▶ _依頼 1_:
土壌汚染対策の記事では、シーリングソイル協会はシーリングソイル工法で何年以上の実績を持つとされているか。
▶ _依頼 2_:
土壌汚染対策の記事のうち、「平成14年5月に施行された「」で始まり「を実現可能などの特徴がある。」まで続く部分を、「鉄粉」を「金属粉」に置き換えて書き直してください。
▶ _依頼 3_:
次の(a)〜(c)が土壌汚染対策の記事の内容と合うかどうか、それぞれ「はい」か「いいえ」で答え、根拠となる記事の文言をそのまま引用せよ。
(a) DIM工法は地下60mまでの汚染源に対応できる。
(b) シーリングソイル工法の処理費は、掘削・場外搬出費とほぼ同額である。
(c) 土壌汚染対策法は平成14年5月に施行された。

▶ _提供記事_:
□ □ □ □

不動産トピックス

クローズアップ 土壌汚染対策編

2006.10.16 17:54

シーリングソイル協会 重金属による汚染土を基準以下に改良 自然界の機能と反応を利用 自然状態で効果は半永久的
 シーリングソイル協会(東京都江戸川区)は、重金属汚染土改良技術シーリングソイル工法で10年以上の実績を持っている。
 同工法は、天然鉱物資源がもつ機能と反応を利用して汚染土壌中の重金属などを地化学的に封じ込め、環境基準数値以下に解消する技術である。天然鉱物資源を改良材にしているため、低コスト・低負荷と高品質を同時に実現したもの。画期的な改良工法と高い評価を得ており、各地の公共事業や民間事業などで採用されているという。
 平成14年5月に施行された「土壌汚染対策法」の後でも、含有基準以下で環境基準を超える重金属など汚染土壌の改良には大いにコストパフォーマンスを発揮するとのこと。
 主な特長としては、対象土量とヤードの広さに合わせて適切な機材を配置し、移送・隔離処理などがないため掘削・場外搬出費の3分の1~2分の1程度の処理費で済み、セメント固化法や科学的固定化のように人口物質による環境への新たな負荷がほとんどなく、天然鉱物資源がもつ吸着・イオン交換および新鉱物相形成という自然界の機能と反応を利用するため、通常の自然状態では効果は半永久的であるという。
 また、重金属など全般に対応可能であるため重金属類の複合汚染にも同じ改良材と施工法で改良ができ、物理的・化学的に「土」の性状を維持するため植栽や重機工作への影響がなく現地の施工で機械的な撤去や移送は行わないため汚染を拡散する確率は低いとのこと。
 「土壌汚染は自然発生することもあります。ですから、施工をいかにお金をかけずに済むかがポイントになってきます。当協会の工法はコストが安く低負荷であり高品質なのでお勧めです」(理事長 和田信彦氏)

DOWAエコシステム 化学物質による汚染源を浄化 土壌浄化と汚染地下水の拡散を同時に防止
 DOWAエコシステム(東京都千代田区)とエコシステムエンジニアリング(東京都千代田区)は、VOC汚染源対策DIM工法とPRB工法を共同で開発し提案している。
 同工法は土壌浄化用の特殊鉄粉を直接地中に混合し、原位置で有機塩素化合物による汚染土壌を浄化する方法である。鉄粉を汚染土壌に均一かつ効果的に混合することが可能であるという。原位置で深部(地下60mまで可能)の汚染源に直接アクセスして浄化するほか、所定の鉄粉量を乾式で供給できるため施工後に地盤の軟弱化が起きにくいとのこと。掘削せずに根本的に浄化するため、土留め工が不要となり大幅なコストダウンを実現可能などの特徴がある。
 また、汚染地下水の下流に透過性の反応壁(PRB)を設置し、汚染地下水の拡散防止を行うVOC拡散防止対策であるPRB工法を併用することで包括的な浄化ができるとのこと。

□ □ □ □

▶ _抽出リスト_:
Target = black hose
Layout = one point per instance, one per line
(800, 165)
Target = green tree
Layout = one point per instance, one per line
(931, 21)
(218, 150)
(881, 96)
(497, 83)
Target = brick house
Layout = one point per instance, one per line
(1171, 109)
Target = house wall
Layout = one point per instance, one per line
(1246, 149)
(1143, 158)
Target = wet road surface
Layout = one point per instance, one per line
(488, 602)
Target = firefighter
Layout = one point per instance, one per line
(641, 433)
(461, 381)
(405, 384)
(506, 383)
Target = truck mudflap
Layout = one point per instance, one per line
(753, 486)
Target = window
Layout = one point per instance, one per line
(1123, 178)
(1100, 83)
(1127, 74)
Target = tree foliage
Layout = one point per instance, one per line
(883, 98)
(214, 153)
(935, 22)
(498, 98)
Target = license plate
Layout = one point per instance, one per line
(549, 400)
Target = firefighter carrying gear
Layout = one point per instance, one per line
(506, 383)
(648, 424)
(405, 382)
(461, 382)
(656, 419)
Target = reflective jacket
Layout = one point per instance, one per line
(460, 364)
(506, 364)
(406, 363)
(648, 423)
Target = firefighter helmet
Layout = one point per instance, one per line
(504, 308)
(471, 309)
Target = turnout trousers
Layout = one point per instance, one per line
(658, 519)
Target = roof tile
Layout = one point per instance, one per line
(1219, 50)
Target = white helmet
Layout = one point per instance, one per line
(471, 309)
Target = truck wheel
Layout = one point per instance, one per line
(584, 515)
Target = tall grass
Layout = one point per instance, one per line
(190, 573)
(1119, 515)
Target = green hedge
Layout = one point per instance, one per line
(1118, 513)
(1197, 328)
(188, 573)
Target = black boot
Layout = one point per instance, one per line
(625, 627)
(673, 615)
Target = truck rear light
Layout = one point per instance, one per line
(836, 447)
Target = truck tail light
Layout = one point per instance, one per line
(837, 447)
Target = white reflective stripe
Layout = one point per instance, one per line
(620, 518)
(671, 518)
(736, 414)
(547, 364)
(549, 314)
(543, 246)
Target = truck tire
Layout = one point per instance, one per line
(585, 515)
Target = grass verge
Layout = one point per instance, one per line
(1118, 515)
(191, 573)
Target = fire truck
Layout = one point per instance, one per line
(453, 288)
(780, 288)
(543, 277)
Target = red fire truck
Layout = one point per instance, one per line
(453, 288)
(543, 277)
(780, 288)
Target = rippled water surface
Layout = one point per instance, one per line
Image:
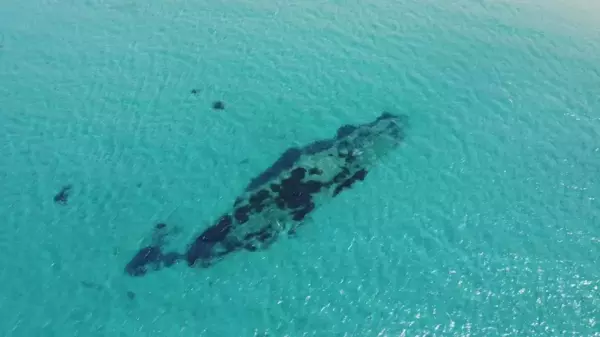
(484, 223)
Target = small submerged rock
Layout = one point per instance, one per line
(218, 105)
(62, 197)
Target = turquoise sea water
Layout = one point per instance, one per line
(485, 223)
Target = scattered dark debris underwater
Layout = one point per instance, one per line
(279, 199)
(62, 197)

□ □ □ □

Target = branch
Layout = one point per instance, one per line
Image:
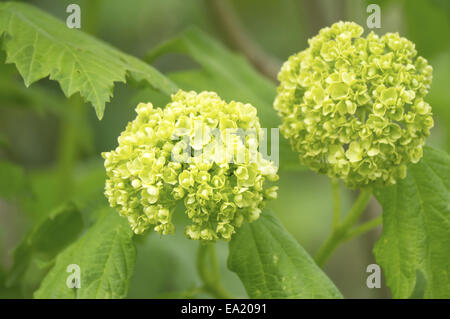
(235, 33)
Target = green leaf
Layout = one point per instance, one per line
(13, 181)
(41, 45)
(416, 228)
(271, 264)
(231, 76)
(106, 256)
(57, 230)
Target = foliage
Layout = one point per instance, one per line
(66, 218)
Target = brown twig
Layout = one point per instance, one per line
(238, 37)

□ □ □ □

▶ _解答 1_:
10年以上の実績を持つとされている。

▶ _解答 2_:
平成14年5月に施行された「土壌汚染対策法」の後でも、含有基準以下で環境基準を超える重金属など汚染土壌の改良には大いにコストパフォーマンスを発揮するとのこと。
 主な特長としては、対象土量とヤードの広さに合わせて適切な機材を配置し、移送・隔離処理などがないため掘削・場外搬出費の3分の1~2分の1程度の処理費で済み、セメント固化法や科学的固定化のように人口物質による環境への新たな負荷がほとんどなく、天然鉱物資源がもつ吸着・イオン交換および新鉱物相形成という自然界の機能と反応を利用するため、通常の自然状態では効果は半永久的であるという。
 また、重金属など全般に対応可能であるため重金属類の複合汚染にも同じ改良材と施工法で改良ができ、物理的・化学的に「土」の性状を維持するため植栽や重機工作への影響がなく現地の施工で機械的な撤去や移送は行わないため汚染を拡散する確率は低いとのこと。
 「土壌汚染は自然発生することもあります。ですから、施工をいかにお金をかけずに済むかがポイントになってきます。当協会の工法はコストが安く低負荷であり高品質なのでお勧めです」(理事長 和田信彦氏)

DOWAエコシステム 化学物質による汚染源を浄化 土壌浄化と汚染地下水の拡散を同時に防止
 DOWAエコシステム(東京都千代田区)とエコシステムエンジニアリング(東京都千代田区)は、VOC汚染源対策DIM工法とPRB工法を共同で開発し提案している。
 同工法は土壌浄化用の特殊金属粉を直接地中に混合し、原位置で有機塩素化合物による汚染土壌を浄化する方法である。金属粉を汚染土壌に均一かつ効果的に混合することが可能であるという。原位置で深部(地下60mまで可能)の汚染源に直接アクセスして浄化するほか、所定の金属粉量を乾式で供給できるため施工後に地盤の軟弱化が起きにくいとのこと。掘削せずに根本的に浄化するため、土留め工が不要となり大幅なコストダウンを実現可能などの特徴がある。

▶ _解答 3_:
(a) はい。「原位置で深部(地下60mまで可能)の汚染源に直接アクセスして浄化する」
(b) いいえ。「掘削・場外搬出費の3分の1~2分の1程度の処理費で済み」
(c) はい。「平成14年5月に施行された「土壌汚染対策法」」